[Dataset entries]

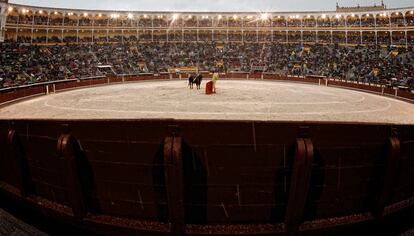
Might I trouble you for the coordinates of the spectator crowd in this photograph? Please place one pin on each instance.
(26, 64)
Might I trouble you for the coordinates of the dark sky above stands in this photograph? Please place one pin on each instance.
(210, 5)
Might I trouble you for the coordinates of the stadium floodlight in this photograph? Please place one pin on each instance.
(264, 16)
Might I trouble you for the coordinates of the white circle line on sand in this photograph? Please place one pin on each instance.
(46, 103)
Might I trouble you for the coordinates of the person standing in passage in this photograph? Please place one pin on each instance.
(214, 80)
(190, 80)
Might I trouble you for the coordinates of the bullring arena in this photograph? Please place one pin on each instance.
(236, 100)
(311, 131)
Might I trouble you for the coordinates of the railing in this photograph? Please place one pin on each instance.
(168, 177)
(25, 91)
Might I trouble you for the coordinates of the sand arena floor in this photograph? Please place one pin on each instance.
(235, 100)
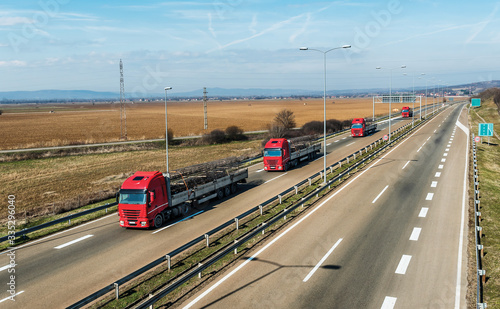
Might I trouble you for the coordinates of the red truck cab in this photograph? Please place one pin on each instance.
(277, 154)
(406, 112)
(141, 199)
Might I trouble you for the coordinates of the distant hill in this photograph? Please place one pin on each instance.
(58, 95)
(87, 95)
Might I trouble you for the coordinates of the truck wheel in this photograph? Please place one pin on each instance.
(220, 194)
(227, 191)
(158, 221)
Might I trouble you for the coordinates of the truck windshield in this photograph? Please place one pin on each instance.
(133, 198)
(272, 152)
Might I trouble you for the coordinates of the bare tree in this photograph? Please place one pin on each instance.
(286, 119)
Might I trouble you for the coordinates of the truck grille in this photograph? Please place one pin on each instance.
(272, 162)
(131, 214)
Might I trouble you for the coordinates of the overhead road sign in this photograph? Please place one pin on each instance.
(485, 129)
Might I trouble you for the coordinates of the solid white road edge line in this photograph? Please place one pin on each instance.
(373, 202)
(73, 241)
(415, 234)
(406, 164)
(10, 297)
(389, 302)
(276, 177)
(321, 261)
(7, 267)
(50, 236)
(403, 264)
(210, 289)
(462, 220)
(184, 219)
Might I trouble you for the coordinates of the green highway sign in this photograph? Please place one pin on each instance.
(475, 102)
(485, 129)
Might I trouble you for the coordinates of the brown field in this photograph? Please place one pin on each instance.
(34, 126)
(53, 185)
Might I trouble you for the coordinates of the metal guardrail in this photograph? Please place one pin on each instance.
(205, 237)
(480, 273)
(57, 221)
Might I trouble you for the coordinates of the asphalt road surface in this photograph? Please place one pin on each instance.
(392, 237)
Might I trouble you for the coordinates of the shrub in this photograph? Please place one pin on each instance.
(285, 118)
(215, 137)
(235, 133)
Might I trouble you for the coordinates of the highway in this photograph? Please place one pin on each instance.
(393, 236)
(65, 267)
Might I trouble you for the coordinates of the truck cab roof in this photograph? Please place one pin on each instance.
(140, 180)
(276, 143)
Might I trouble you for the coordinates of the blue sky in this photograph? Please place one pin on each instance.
(188, 45)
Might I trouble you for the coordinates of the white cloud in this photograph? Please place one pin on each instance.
(10, 21)
(16, 63)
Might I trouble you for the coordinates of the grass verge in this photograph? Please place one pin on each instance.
(489, 186)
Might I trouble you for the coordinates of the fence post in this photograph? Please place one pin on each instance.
(117, 290)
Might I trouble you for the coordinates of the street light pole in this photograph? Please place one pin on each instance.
(390, 96)
(167, 178)
(324, 101)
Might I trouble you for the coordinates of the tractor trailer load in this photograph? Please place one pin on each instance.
(361, 127)
(143, 199)
(406, 112)
(280, 153)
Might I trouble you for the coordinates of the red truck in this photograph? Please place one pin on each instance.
(361, 127)
(143, 197)
(280, 154)
(406, 112)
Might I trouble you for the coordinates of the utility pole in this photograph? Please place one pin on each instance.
(123, 114)
(205, 122)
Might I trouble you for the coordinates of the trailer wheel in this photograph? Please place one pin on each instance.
(220, 194)
(158, 222)
(227, 191)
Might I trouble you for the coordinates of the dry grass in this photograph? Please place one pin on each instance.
(37, 184)
(34, 126)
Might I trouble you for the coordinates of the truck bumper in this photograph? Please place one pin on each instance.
(139, 223)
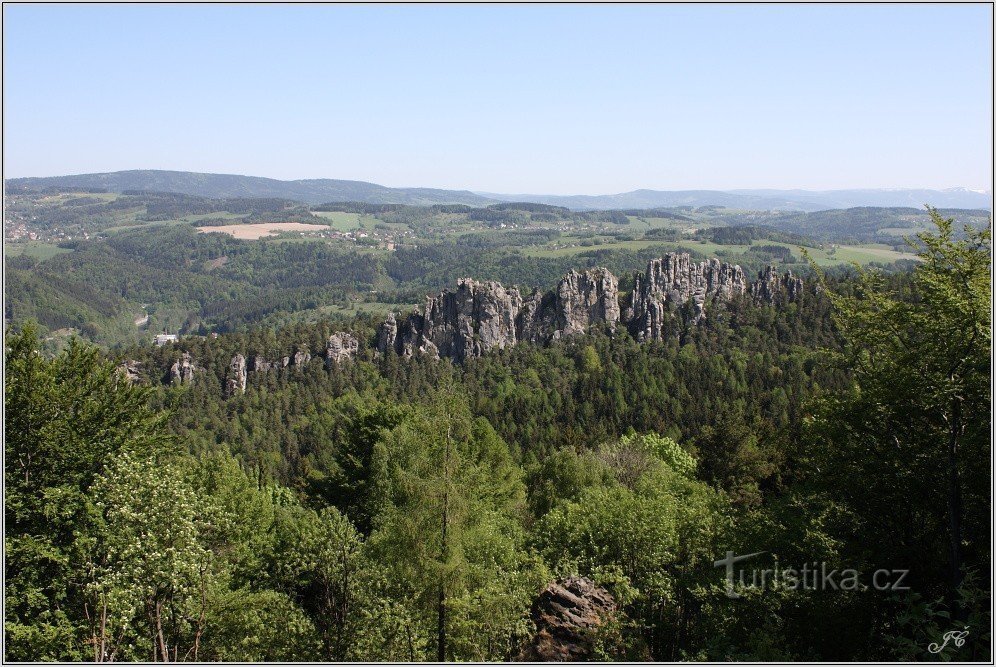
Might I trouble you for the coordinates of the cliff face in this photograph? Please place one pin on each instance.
(672, 281)
(482, 316)
(774, 289)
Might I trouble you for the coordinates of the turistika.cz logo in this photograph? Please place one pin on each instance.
(813, 576)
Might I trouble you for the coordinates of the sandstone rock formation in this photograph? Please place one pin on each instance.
(482, 316)
(182, 371)
(774, 289)
(672, 281)
(340, 347)
(585, 299)
(236, 383)
(458, 324)
(131, 371)
(567, 615)
(260, 364)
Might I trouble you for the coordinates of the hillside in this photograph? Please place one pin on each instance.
(230, 186)
(322, 190)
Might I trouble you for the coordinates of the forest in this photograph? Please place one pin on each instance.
(394, 508)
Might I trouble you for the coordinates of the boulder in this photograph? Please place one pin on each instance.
(182, 371)
(236, 383)
(568, 615)
(340, 347)
(130, 371)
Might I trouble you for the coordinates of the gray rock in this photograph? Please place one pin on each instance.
(260, 364)
(340, 347)
(568, 615)
(478, 317)
(236, 383)
(182, 371)
(674, 280)
(130, 371)
(585, 299)
(774, 289)
(387, 337)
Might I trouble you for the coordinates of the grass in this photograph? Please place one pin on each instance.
(37, 249)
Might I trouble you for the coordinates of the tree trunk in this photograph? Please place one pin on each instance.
(444, 550)
(954, 510)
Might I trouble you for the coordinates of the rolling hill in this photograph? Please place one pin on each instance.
(322, 190)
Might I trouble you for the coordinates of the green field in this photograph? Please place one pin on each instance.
(37, 249)
(347, 222)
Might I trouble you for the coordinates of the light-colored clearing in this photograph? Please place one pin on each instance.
(259, 230)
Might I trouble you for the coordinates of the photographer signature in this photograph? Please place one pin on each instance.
(958, 636)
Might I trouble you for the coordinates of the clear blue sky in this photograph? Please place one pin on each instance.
(585, 99)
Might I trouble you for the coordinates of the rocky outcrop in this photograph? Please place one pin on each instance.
(340, 347)
(260, 364)
(182, 371)
(458, 324)
(131, 371)
(585, 299)
(236, 382)
(674, 280)
(481, 316)
(776, 289)
(388, 335)
(568, 615)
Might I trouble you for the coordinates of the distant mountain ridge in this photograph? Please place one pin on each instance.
(319, 191)
(230, 186)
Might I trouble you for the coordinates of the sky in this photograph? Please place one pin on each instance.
(554, 99)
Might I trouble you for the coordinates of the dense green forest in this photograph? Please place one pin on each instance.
(411, 509)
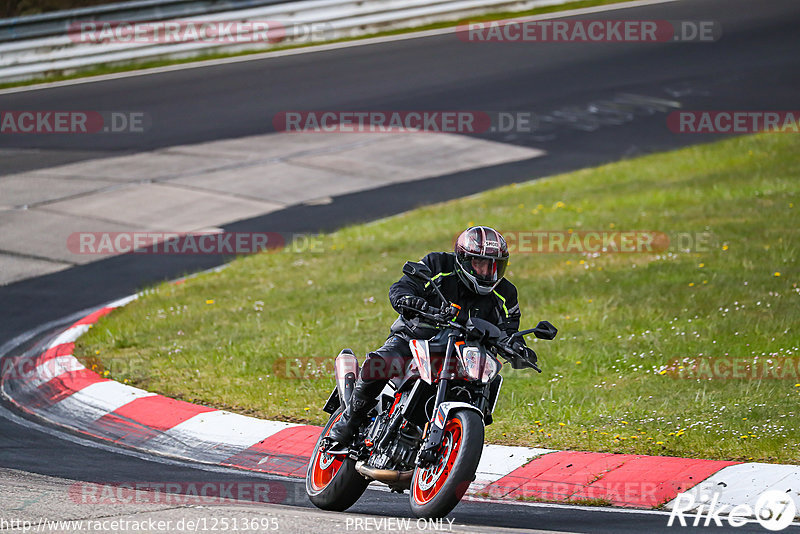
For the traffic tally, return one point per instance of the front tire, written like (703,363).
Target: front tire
(438,488)
(332,482)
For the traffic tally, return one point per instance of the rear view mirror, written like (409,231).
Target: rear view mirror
(417,269)
(545,330)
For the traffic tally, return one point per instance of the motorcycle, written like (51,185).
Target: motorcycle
(426,435)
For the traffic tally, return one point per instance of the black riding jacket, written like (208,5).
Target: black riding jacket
(499,307)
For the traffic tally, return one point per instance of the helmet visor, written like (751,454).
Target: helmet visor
(487,271)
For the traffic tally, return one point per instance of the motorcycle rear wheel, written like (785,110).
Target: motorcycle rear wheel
(332,482)
(438,488)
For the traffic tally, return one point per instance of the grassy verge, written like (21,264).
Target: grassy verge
(112,69)
(233,339)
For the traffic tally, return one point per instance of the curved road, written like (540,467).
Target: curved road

- _TASK ITEM_
Determine how many lines above contain the string "return". Give only that number.

- _SOLVED PROBLEM_
8